◆ WHAT TO WORK ON
Identify every line of the items that contains the word "positive", and copy each of those lines. Case counts.

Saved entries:
Start of Block

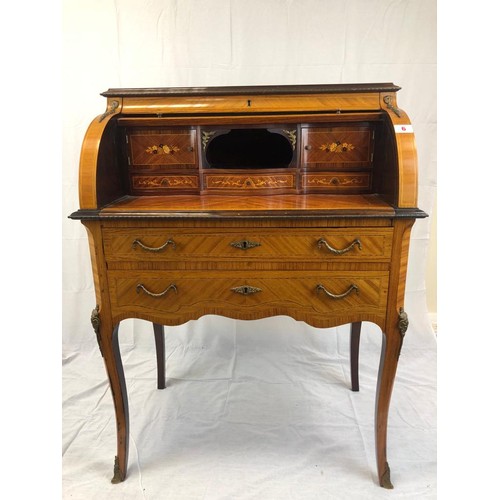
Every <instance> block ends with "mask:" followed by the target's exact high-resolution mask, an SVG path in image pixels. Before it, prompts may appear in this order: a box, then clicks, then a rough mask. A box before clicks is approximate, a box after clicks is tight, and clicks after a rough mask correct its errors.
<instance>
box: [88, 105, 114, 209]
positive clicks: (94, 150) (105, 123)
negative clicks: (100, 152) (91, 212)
mask: <svg viewBox="0 0 500 500" xmlns="http://www.w3.org/2000/svg"><path fill="white" fill-rule="evenodd" d="M113 102H115V103H118V104H113ZM121 106H122V102H121V99H113V100H109V101H108V106H107V109H106V111H105V112H104V113H103V114H101V115H99V116H97V117H95V118H94V120H93V121H92V122H91V123H90V125H89V127H88V129H87V132H86V133H85V137H84V139H83V143H82V149H81V153H80V173H79V197H80V208H81V209H92V208H98V202H97V187H98V186H97V166H98V158H99V148H100V146H101V138H102V136H103V134H104V131H105V129H106V127H107V125H108V124H109V122H110V120H111V119H112V118H113V117H114V116H115V115H116V114H118V113H119V112H120V110H121Z"/></svg>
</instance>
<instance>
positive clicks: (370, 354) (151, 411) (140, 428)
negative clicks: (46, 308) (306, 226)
mask: <svg viewBox="0 0 500 500" xmlns="http://www.w3.org/2000/svg"><path fill="white" fill-rule="evenodd" d="M129 326H130V325H129ZM134 329H135V332H134V334H133V335H131V334H130V333H129V332H130V331H131V330H134ZM137 332H139V333H137ZM166 332H167V333H166V352H167V357H168V359H167V388H166V389H165V390H161V391H159V390H157V389H156V361H155V354H154V337H153V333H152V328H151V327H150V325H149V324H147V323H145V322H140V321H135V322H134V323H133V325H132V327H131V328H130V327H129V328H124V332H123V334H122V336H121V338H120V339H121V350H122V357H123V362H124V368H125V375H126V380H127V388H128V394H129V408H130V455H129V467H128V476H127V479H126V481H125V482H123V483H121V484H118V485H112V484H111V483H110V479H111V477H112V475H113V462H114V455H115V452H116V437H115V421H114V411H113V404H112V399H111V394H110V390H109V388H108V384H107V379H106V376H105V371H104V365H103V362H102V358H101V356H100V354H99V351H98V350H97V348H95V349H94V350H92V351H90V352H84V353H82V352H80V353H78V352H66V353H65V360H64V365H63V461H62V463H63V498H65V499H70V498H71V499H75V500H77V499H82V500H91V499H102V498H106V499H109V500H112V499H136V498H141V499H154V500H156V499H189V500H191V499H193V500H194V499H204V500H208V499H210V500H215V499H259V500H267V499H269V500H279V499H363V500H366V499H368V498H370V499H378V498H391V499H400V498H405V499H413V498H415V499H417V498H418V499H434V498H436V339H435V336H434V334H433V332H432V329H431V328H430V322H429V321H428V320H426V319H425V318H414V319H413V321H412V317H411V315H410V328H409V330H408V332H407V334H406V338H405V344H404V346H403V350H402V353H401V357H400V362H399V368H398V373H397V378H396V384H395V388H394V392H393V397H392V403H391V412H390V416H389V432H388V458H389V464H390V467H391V479H392V482H393V484H394V486H395V489H394V490H392V491H387V490H384V489H382V488H380V487H379V486H378V484H377V476H376V465H375V451H374V428H373V420H374V418H373V417H374V405H375V387H376V377H377V371H378V362H379V353H380V340H381V332H380V330H379V328H378V327H376V326H375V325H372V324H365V323H364V324H363V330H362V334H361V352H360V392H358V393H353V392H352V391H351V390H350V378H349V377H350V376H349V329H348V327H347V326H344V327H341V328H334V329H328V330H319V329H314V328H310V327H308V326H306V325H305V324H303V323H299V322H295V321H293V320H291V319H290V318H285V317H279V318H270V319H266V320H259V321H252V322H241V321H233V320H230V319H226V318H220V317H205V318H202V319H201V320H199V321H197V322H189V323H187V324H186V325H183V326H180V327H175V328H166ZM133 344H135V346H134V348H132V345H133Z"/></svg>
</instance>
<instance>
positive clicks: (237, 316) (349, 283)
mask: <svg viewBox="0 0 500 500" xmlns="http://www.w3.org/2000/svg"><path fill="white" fill-rule="evenodd" d="M109 274H110V294H111V300H112V308H113V310H114V314H115V315H117V314H118V315H119V314H122V315H123V314H125V313H128V314H133V313H141V312H142V313H146V314H147V313H148V312H149V313H152V314H153V313H157V314H158V315H165V317H169V315H170V316H172V317H173V316H175V315H176V314H180V316H181V317H182V316H184V315H189V316H191V319H193V318H195V317H199V316H201V315H203V314H221V315H224V316H229V317H235V318H238V317H239V318H242V319H245V318H251V317H265V316H270V315H276V314H286V315H289V316H292V317H295V318H303V317H305V316H307V315H308V314H312V315H314V314H319V315H342V314H344V315H345V314H352V313H354V312H355V313H356V314H365V315H370V314H371V315H379V316H383V315H384V312H385V308H386V302H387V290H388V283H389V275H388V273H387V272H366V271H365V272H348V273H335V272H331V273H317V275H315V274H314V273H310V272H296V273H293V274H292V275H291V274H290V273H286V272H273V273H260V274H259V275H258V276H255V275H251V274H249V273H245V272H242V271H240V272H231V273H228V272H218V273H213V272H209V271H205V272H197V273H195V272H183V273H180V272H178V271H177V272H155V273H152V272H141V271H139V272H137V271H136V272H128V273H126V274H124V273H120V272H119V271H115V272H110V273H109Z"/></svg>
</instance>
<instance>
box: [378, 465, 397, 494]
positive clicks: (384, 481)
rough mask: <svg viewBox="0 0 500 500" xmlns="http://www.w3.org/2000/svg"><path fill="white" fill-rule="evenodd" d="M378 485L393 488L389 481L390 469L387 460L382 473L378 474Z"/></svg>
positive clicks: (390, 470)
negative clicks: (383, 470) (378, 474)
mask: <svg viewBox="0 0 500 500" xmlns="http://www.w3.org/2000/svg"><path fill="white" fill-rule="evenodd" d="M380 486H382V488H385V489H386V490H392V489H394V486H393V485H392V483H391V469H390V468H389V464H388V463H387V462H386V463H385V470H384V473H383V474H382V475H381V476H380Z"/></svg>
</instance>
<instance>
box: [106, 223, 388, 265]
mask: <svg viewBox="0 0 500 500" xmlns="http://www.w3.org/2000/svg"><path fill="white" fill-rule="evenodd" d="M103 240H104V252H105V255H106V259H107V260H108V261H109V262H111V261H157V262H161V261H167V260H169V261H172V260H186V259H194V258H196V259H206V260H218V259H231V260H235V259H237V260H238V259H240V260H242V261H251V260H255V259H260V260H266V259H280V260H283V259H285V260H286V259H291V260H321V261H369V262H380V261H388V260H389V259H390V256H391V247H392V228H360V229H359V230H357V229H351V228H349V229H324V230H323V229H311V230H305V229H304V230H300V231H296V230H293V229H291V230H290V231H289V232H288V233H286V232H285V231H283V229H280V230H279V231H276V230H274V231H273V230H269V229H268V230H265V229H263V230H259V231H258V232H253V231H252V230H249V231H245V230H241V229H228V230H227V231H226V232H224V233H213V232H212V231H211V230H210V229H207V230H202V229H196V230H187V229H181V230H179V229H175V230H174V229H169V228H137V229H133V228H117V229H114V228H105V229H104V230H103Z"/></svg>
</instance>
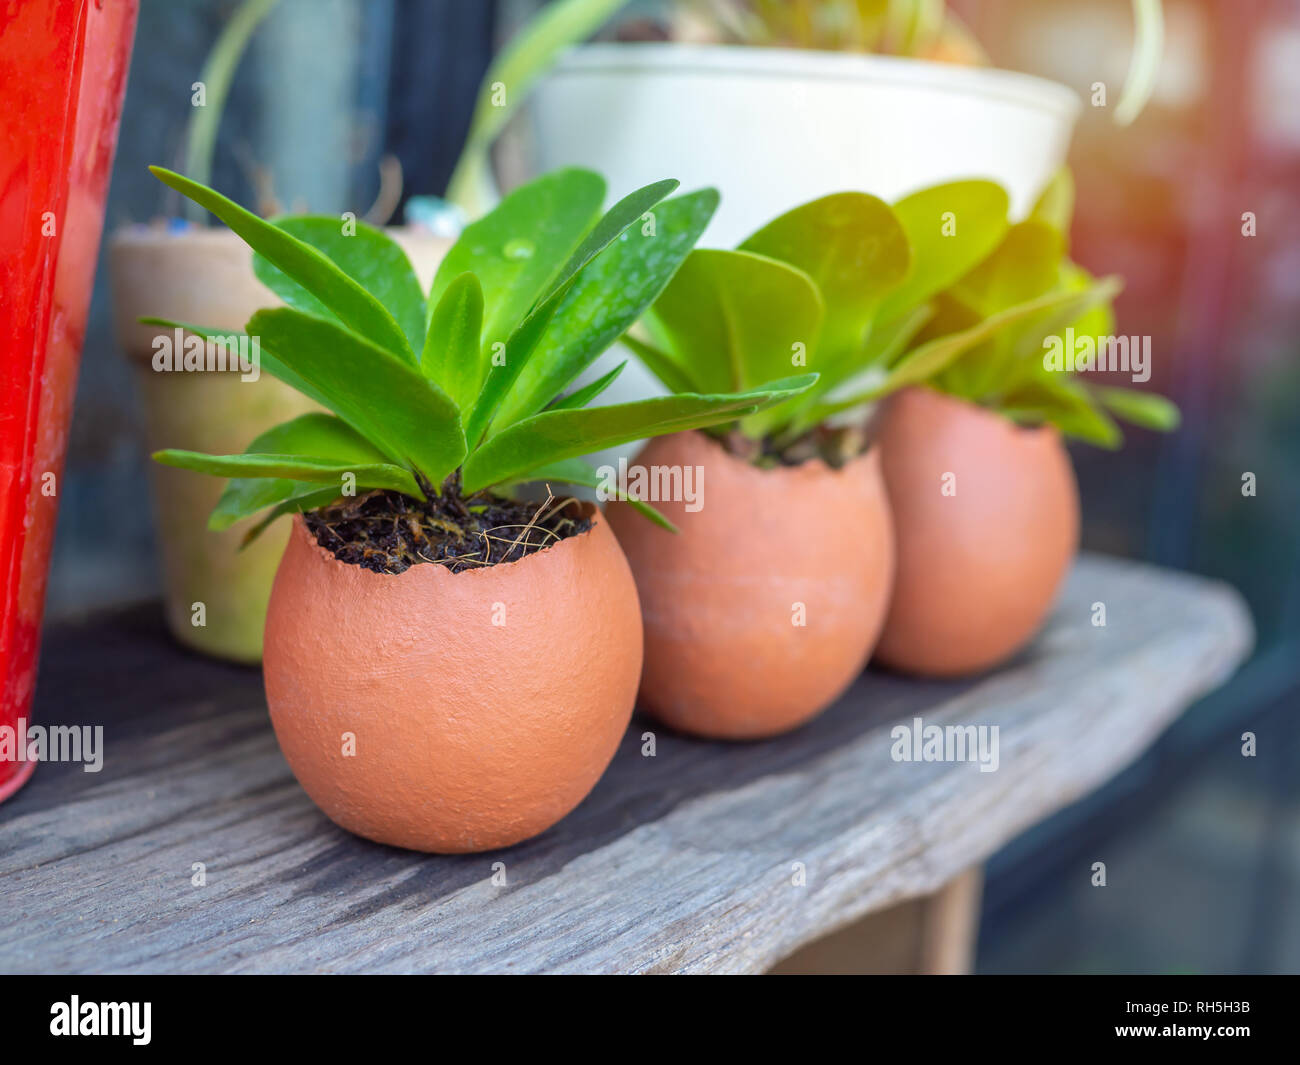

End of Block

◆ COMPLETED EXERCISE
positive clicks: (94, 150) (105, 123)
positive clicks: (370, 354) (151, 411) (140, 428)
positive clicks: (237, 316) (349, 283)
positive clicks: (384, 481)
positive clicks: (390, 470)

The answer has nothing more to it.